Referring expression data:
==================================================
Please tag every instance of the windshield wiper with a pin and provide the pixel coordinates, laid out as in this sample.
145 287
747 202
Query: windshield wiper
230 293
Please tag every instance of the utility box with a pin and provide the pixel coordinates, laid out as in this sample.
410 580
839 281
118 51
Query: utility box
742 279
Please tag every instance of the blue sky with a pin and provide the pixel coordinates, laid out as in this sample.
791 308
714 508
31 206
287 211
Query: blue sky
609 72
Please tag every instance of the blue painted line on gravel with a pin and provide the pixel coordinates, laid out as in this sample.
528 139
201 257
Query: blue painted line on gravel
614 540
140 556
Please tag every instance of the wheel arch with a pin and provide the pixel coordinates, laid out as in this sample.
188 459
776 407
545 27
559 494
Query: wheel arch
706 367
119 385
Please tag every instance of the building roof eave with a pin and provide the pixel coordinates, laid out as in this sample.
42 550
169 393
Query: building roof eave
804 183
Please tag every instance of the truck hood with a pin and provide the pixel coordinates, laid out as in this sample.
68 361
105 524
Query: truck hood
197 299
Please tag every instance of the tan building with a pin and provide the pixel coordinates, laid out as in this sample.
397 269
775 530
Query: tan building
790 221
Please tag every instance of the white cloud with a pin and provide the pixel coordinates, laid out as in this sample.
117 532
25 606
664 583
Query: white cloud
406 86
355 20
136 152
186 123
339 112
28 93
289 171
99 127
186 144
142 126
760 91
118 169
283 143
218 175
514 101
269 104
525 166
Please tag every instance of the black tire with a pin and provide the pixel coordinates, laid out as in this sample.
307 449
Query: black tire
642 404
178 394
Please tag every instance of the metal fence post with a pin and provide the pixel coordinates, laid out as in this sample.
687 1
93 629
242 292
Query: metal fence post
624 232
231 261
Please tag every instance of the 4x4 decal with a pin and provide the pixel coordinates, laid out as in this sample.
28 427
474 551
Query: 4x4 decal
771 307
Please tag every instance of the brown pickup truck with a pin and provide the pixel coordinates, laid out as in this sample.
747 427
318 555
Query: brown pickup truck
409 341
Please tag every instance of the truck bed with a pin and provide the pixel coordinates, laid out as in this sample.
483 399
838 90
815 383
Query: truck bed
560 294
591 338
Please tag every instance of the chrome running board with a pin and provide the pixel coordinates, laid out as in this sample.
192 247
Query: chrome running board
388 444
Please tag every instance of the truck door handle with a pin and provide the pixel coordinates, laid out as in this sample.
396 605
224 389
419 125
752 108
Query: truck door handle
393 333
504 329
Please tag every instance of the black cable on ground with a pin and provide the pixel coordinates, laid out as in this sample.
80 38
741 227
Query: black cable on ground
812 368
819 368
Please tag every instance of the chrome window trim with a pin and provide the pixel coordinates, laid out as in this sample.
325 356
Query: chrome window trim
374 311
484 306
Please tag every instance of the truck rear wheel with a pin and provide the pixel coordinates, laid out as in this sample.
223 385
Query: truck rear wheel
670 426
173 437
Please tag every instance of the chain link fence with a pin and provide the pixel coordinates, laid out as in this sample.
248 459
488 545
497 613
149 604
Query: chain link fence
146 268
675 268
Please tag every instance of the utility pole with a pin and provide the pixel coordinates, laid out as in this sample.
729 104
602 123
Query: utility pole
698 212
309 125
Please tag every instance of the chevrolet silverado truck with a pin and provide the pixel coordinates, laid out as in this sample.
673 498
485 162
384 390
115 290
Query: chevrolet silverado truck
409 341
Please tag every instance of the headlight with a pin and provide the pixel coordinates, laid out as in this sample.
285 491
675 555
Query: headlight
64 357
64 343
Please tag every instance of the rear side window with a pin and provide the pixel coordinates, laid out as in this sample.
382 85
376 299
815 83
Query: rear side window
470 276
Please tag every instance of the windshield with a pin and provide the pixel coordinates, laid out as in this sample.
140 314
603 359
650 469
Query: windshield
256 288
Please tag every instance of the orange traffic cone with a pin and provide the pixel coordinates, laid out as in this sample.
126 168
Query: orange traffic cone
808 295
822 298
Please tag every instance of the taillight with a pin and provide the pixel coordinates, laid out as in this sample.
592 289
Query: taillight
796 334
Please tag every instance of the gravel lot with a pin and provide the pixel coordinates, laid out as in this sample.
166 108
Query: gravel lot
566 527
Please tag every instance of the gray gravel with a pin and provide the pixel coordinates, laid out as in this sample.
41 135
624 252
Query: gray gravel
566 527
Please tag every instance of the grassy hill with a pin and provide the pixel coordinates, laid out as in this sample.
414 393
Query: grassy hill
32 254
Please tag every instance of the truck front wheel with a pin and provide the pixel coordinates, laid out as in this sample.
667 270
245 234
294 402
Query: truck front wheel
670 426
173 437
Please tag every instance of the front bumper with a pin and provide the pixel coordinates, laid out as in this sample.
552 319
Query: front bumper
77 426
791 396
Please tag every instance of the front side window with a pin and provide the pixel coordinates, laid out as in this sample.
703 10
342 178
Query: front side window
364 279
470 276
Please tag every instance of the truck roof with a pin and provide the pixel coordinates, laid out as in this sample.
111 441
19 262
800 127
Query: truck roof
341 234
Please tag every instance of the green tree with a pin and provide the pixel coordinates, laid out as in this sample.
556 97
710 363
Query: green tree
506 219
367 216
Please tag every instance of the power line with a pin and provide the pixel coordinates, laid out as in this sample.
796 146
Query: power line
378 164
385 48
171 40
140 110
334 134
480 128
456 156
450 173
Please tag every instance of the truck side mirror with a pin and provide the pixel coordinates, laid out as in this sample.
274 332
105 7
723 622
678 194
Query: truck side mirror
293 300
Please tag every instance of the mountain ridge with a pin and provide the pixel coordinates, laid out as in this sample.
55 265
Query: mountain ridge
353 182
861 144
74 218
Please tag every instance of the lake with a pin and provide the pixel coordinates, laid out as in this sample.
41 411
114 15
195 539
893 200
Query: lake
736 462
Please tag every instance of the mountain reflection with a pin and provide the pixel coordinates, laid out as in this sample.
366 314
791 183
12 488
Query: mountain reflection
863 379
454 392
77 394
==================================================
Write the entries again, exactly as they stand.

Please tag every instance of the windshield wiper with a pin and provide the pixel coordinates, laid out as in this sample.
145 287
747 202
Query: windshield wiper
230 293
Please tag every instance of the utility box with a pin and provide the pixel coordinates, laid out as in this sample.
410 580
839 281
118 51
Query: utility box
742 279
Please tag every instance of the blue sky with a pin and provide the pixel coordinates, laid out as in this sample.
791 308
714 508
31 206
287 211
Query: blue sky
609 72
Please tag every instance of the blue painted line on gravel with a pin and provide the pixel coordinates, laid out as in this sample.
528 139
201 257
Query: blue painted line on gravel
614 540
140 556
Please tag every instance of the wheel arch with a pin and provide the pixel coordinates, laid out as in this sample.
188 459
776 407
545 27
559 494
Query: wheel arch
706 367
119 385
Please tag every instance of the building roof eave with a pin and provide the pixel coordinates, laid out as in this sample.
42 550
169 393
Query: building roof eave
804 183
Please tag every instance of the truck hood with a pin and provide the pixel coordinates, laid out as in this sample.
68 361
105 524
Query: truck hood
197 299
Please tag every instance of the tan building with a pin and provide the pixel coordinates, laid out as in this sample.
397 269
775 530
Query: tan building
790 221
Please tag every instance of the white cloud with a pin and provide the pixel coordinates, laid out as in this sample.
117 532
25 606
664 583
Query: white cloud
406 86
355 20
136 152
186 123
339 112
28 93
289 171
99 127
186 144
142 126
760 91
118 169
283 143
218 175
514 101
269 104
525 166
Please tag every instance of the black tire with a pin and provide the pixel coordinates, laid out as in this sample.
307 449
Query: black tire
642 404
178 394
Please tag every instance of the metal fence post with a pin and provide the pixel coordinates, laid out as in this sample.
687 1
93 629
242 292
Query: metal fence post
624 232
231 261
Please tag every instance of the 4x4 decal with a pin and provide the pixel coordinates, laid out as in this sample.
28 427
474 551
Query: 4x4 decal
771 307
Please tag every instance of the brown pickup truck with a pin and provide the pixel coordinates, laid out as in this sample.
747 427
318 555
Query: brown pickup truck
409 341
Please tag every instance of the truck bed with a pin and provide the pixel coordinates, laid out as in this sample.
483 399
838 90
815 383
Query: truck bed
560 294
591 338
Please tag every instance of the chrome running board with a pin and provide the pixel coordinates, laid out as in this sample.
192 247
Query: chrome running board
388 444
Please tag every instance of the truck door handle with a pin and provide the pixel coordinates, laid out as in this sample.
396 605
224 389
419 125
752 108
Query: truck door handle
393 333
504 329
Please tag every instance of the black cable on ground with a pin and provide the pixel coordinates, laid out as in this sample.
80 38
741 227
Query: black cable on ground
812 368
819 368
Please tag every instance of the chrome window trim with a pin and provide the pixel coordinates, laid out as in this sample.
325 356
Query: chrome window trim
374 311
484 306
Please tag every instance of the truck rear wheel with a pin and provide the pixel coordinates, laid out as in this sample.
223 385
Query: truck rear wheel
670 426
173 437
Please tag every instance of the chain link fence with a pin and provide the pixel coordinates, laid out as in this sample.
248 459
488 545
497 613
149 604
Query: chain link fence
146 268
675 268
Please tag every instance of the utility pole with a pin and provide the pixel coordinates, laid out as in this sample.
729 104
602 123
Query: utility pole
698 212
309 125
Please tag every instance of the chevrolet silverado truck with a pin and provide the pixel coordinates, laid out as in this sample.
673 498
485 162
384 390
115 290
Query: chevrolet silverado truck
409 341
Please tag every instance of the headlight with a pin and provide the pixel coordinates, laid out as in this sample.
285 491
675 555
Query: headlight
64 357
64 343
Please tag every instance of the rear side window with a pin and provide the pixel coordinates, laid out as in this sample.
382 85
376 299
815 83
Query: rear side window
470 276
Please tag every instance of the windshield with a pin and provide the pixel coordinates, laid out as in this sample.
140 314
603 359
650 469
Query: windshield
256 288
Please tag every instance of the orange traffic cone with a pin and provide the pixel coordinates, laid out as in this sample.
126 168
Query: orange traffic cone
808 295
822 298
Please tag every instance of the taillight with a pin and provide the pixel coordinates, laid out as in this sample.
592 289
Query: taillight
796 334
Please tag every instance of the gravel lot with a pin and provide the pixel coordinates, laid out as in this sample.
166 108
Query: gravel lot
566 527
Please tag every instance of the gray gravel with a pin and provide the pixel coordinates, laid out as in this sample.
41 135
624 252
Query: gray gravel
566 527
Please tag every instance of the grassy hill with a pin and provide the pixel coordinates, laid out as in this sample.
414 393
Query: grassy hill
32 254
Please tag every instance of the truck front wheel with a pin and provide the pixel coordinates, laid out as in this sample.
667 270
245 234
294 402
Query: truck front wheel
670 426
173 437
Please tag every instance of the front bumper with a pin and provide the pixel coordinates, laid out as in this sample.
552 319
Query: front bumper
77 426
791 396
Please tag every instance of the front side window with a pin and provide the pixel coordinates, laid out as in this sample.
703 10
342 178
Query: front side window
364 279
470 276
Please tag every instance of the truck roof with a pin and provide the pixel coordinates, laid out as in this sample.
111 441
19 262
800 127
Query: truck roof
341 234
Please tag every instance of the green tree with a pin and provide the pixel coordinates, laid out as in this sample.
556 97
710 363
Query: green tree
506 219
367 216
Please tag every instance of the power line with a pin and provide the pixel coordinates, laid out as in this sample.
796 146
Query: power line
378 164
385 48
171 40
140 110
334 134
480 128
456 156
450 173
Please tag every instance of the truck side mirror with a pin and provide the pixel coordinates, laid out as in this sample.
274 332
105 7
723 622
678 194
Query: truck side mirror
293 300
Please tag every instance of the mountain ridge with a pin and provide the pixel coordinates, laid out as in this sample.
55 265
Query: mountain ridge
353 182
861 144
74 218
Please tag every instance of the lake with a pin and provide the pixel coordinates, laid out as in this sample.
41 411
114 15
195 539
893 200
Query: lake
736 462
Please tag every instance of the mountain reflection with a pin and provide the pixel coordinates, laid out as in this sample.
366 314
791 183
12 488
Query: mountain reflection
863 379
454 392
77 394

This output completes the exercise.